▶ Written task
Write the next part of the forum thread below on speeding up YaCy crawls with a local unbound resolver, starting after its last line.

▶ Article
════════
How to speed up YaCy crawls?

TheHolm · 24 August 2020 13:19

DNS limit is easy to fix. Just run unbound locally.

zooom · 26 August 2020 06:52

Thx a lot. I was thinking about running a local bind dns, but now I am reading the docs for unbound.
I guess I have to load the domain/IP Address data as “domain overrides” somehow first…

zooom · 27 August 2020 09:59

OK. Looks promising.

I run a local unbound now with a list of public DNS servers in round robin mode. 250K different domains crawl at 1500 PPM now. Important: Reboot YaCy first, otherwise you get out of memory or get stuck in any other way.

Very helpful for me was this unbound tutorial:

https://calomel.org/unbound_dns.html

unbound is really cpu consuming. make sure your box is powerful enough.

zooom · 29 November 2020 14:45

Hi all,

I would like to share my unbound.conf here as this speeds up things incredibly.
The trick is “round robin” (rrset-roundrobin: yes) and a huge list of DNS resolvers (resolver.inc):

server:
access-control: 10.0.0.0/8 allow
access-control: 127.0.0.0/8 allow
access-control: 192.168.0.0/16 allow
aggressive-nsec: yes
cache-max-ttl: 14400
cache-min-ttl: 1200
hide-identity: yes
hide-version: yes
interface: 0.0.0.0
prefetch: yes
rrset-roundrobin: yes
use-caps-for-id: yes
verbosity: 1

num-threads: 24
msg-cache-slabs: 16
rrset-cache-slabs: 16
infra-cache-slabs: 16
key-cache-slabs: 16
msg-cache-size: 2048M
rrset-cache-size: 4096M
outgoing-range: 16348
num-queries-per-thread: 4096

infra-cache-numhosts: 1000000

serve-expired: yes

forward-zone:
name: “.”
════════
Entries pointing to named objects
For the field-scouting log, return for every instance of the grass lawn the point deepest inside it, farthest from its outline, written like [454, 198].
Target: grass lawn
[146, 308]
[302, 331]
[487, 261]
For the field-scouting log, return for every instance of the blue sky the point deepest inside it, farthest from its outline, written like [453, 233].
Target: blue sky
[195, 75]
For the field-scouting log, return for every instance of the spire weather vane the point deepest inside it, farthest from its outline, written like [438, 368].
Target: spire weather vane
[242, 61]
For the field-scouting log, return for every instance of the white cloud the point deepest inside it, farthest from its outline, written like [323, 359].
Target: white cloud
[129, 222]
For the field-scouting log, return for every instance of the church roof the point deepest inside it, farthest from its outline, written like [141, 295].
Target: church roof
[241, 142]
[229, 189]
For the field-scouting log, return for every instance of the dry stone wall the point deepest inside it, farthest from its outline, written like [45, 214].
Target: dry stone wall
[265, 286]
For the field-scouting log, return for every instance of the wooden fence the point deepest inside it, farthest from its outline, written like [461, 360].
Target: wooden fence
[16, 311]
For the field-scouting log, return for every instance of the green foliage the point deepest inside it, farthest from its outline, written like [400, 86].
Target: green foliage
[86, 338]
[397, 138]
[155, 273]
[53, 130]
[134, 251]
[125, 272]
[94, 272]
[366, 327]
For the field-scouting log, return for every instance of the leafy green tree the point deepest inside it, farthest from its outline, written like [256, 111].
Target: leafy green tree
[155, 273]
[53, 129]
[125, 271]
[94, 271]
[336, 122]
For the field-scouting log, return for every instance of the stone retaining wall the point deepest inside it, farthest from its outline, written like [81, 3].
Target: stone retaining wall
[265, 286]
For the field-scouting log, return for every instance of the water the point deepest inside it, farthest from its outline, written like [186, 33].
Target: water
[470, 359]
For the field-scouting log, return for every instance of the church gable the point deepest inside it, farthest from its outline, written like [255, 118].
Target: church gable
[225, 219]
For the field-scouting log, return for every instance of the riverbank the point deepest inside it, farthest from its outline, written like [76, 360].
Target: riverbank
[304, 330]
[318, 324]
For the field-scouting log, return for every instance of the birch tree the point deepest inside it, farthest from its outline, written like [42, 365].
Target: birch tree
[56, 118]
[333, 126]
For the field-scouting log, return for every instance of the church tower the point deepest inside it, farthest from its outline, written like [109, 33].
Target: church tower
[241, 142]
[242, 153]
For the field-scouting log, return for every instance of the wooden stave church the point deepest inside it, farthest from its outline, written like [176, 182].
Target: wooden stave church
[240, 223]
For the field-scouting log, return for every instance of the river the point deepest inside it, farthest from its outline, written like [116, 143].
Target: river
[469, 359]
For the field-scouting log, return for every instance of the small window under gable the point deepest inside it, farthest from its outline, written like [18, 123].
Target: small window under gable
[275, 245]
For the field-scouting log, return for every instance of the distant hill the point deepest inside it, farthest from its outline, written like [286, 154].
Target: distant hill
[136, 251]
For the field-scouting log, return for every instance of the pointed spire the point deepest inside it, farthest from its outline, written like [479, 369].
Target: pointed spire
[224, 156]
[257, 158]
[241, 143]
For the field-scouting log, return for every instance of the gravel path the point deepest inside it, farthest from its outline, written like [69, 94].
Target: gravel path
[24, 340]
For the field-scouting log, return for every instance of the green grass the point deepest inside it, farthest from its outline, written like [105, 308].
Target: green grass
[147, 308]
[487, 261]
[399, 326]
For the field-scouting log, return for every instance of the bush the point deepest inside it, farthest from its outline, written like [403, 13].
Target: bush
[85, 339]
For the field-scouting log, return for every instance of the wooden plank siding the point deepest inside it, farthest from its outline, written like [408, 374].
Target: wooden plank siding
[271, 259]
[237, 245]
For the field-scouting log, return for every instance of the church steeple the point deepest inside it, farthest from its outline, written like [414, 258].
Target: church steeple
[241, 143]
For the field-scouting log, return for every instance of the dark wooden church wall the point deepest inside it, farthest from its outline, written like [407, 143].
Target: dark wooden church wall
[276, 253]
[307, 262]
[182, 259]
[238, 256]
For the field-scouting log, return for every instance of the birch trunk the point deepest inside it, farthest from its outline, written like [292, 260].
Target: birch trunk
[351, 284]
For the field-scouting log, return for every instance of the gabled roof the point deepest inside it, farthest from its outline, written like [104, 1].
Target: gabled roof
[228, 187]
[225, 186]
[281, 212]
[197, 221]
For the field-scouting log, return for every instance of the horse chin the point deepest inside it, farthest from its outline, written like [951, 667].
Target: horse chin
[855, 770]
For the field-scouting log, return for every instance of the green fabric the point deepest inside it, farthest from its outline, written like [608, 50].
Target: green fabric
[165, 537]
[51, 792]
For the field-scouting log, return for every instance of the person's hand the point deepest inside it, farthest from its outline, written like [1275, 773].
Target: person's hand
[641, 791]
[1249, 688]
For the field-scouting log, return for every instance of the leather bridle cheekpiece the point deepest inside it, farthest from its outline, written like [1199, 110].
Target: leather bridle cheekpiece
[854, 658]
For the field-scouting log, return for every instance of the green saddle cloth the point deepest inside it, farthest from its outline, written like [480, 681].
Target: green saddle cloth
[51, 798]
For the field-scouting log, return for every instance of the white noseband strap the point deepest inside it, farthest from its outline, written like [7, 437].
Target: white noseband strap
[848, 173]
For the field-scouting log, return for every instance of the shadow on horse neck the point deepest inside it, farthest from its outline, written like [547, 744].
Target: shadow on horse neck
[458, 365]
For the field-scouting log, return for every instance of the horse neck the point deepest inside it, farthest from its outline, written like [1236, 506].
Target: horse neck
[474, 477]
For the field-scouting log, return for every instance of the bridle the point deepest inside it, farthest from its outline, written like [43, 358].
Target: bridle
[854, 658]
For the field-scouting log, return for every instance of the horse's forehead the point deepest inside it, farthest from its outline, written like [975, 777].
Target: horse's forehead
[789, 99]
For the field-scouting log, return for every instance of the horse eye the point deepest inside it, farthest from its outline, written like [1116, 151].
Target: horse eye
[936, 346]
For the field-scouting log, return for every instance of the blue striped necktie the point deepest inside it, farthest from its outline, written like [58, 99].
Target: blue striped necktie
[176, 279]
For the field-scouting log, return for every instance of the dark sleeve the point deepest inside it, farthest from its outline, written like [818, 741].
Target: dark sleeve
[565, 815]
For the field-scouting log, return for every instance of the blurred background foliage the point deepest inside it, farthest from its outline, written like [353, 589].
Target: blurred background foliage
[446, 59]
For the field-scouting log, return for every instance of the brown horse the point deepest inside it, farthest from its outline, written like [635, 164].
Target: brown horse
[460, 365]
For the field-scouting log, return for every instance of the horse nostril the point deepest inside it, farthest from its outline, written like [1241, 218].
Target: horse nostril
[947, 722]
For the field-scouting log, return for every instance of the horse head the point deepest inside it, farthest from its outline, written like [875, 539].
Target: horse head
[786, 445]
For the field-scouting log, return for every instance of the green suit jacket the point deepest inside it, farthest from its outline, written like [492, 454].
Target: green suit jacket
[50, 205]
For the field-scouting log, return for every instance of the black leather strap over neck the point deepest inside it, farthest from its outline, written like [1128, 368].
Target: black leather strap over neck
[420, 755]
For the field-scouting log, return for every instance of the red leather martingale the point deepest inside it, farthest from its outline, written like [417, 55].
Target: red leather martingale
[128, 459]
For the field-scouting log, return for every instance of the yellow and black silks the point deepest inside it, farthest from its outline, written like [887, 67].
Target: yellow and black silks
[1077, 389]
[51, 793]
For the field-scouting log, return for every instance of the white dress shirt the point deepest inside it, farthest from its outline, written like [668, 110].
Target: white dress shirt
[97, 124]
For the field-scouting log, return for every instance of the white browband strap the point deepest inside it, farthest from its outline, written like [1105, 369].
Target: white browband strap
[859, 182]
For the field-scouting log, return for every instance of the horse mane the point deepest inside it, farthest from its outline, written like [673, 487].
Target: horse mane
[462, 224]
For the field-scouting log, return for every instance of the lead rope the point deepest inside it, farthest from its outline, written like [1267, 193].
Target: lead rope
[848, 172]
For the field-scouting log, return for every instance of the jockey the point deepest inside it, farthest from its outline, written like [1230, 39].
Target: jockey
════════
▶ Result
include: resolver.inc


command to generate the resolver.inc by downloading a great list from the web:

curl -s "https://public-dns.info/nameservers.txt" | perl -e 'while(<>){chomp;print "forward-addr: " . $_ . "\n";}' > resolver.inc
`

Orbiter · 1 December 2020 23:59

There is already a DNS cache inside of YaCy!
You can see it in http://localhost:8090/PerformanceMemory_p.html … search for “DNS” somewhere in the lower part of the page.

The main reason to have the cache was, that Java had (has?) a well-known DNS cache deadlock bug. So Crawling was deadlocked in very old YaCy versions and we made a workaround to the jvm DNS cache (which also exists!).

zooom · 18 December 2020 06:58

OK. DNS is not the bottleneck anymore but PPM is still below 30 when crawling 300K different domains.

Crawling the robots.txt at the very beginning of a crawl seems to use all ressources properly:

The network access grid shows all slots occupied with robots.txt (rights side)
CPU load is at full speed (unix “top” shows unbound and java heavily loaded)

But: When starting the “real” crawl of content, networks shows 2-3 slots occupied and CPU usage falls down to below 5%.

Why are the robots.txt crawled so fast, usin all queues, but not the rest?

What is the reason? Which is the parameter to fix?

Orbiter · 20 December 2020 19:40

deeply hidden in my comment YACY Web interface hangs after some time there is a hint:

with latest commits, the default speed is now 4 pages/s instead 2/s for a single host
you can now select googlebot as user agent; this will increase that to 40 pages/s

However host load balancing is still in place, including the flux rule.

zooom · 22 December 2020 15:52

Unbelievable. Using the G user agent for crawling leads to almost 200 PPM vs 60PPM before.
Du you have an explanation?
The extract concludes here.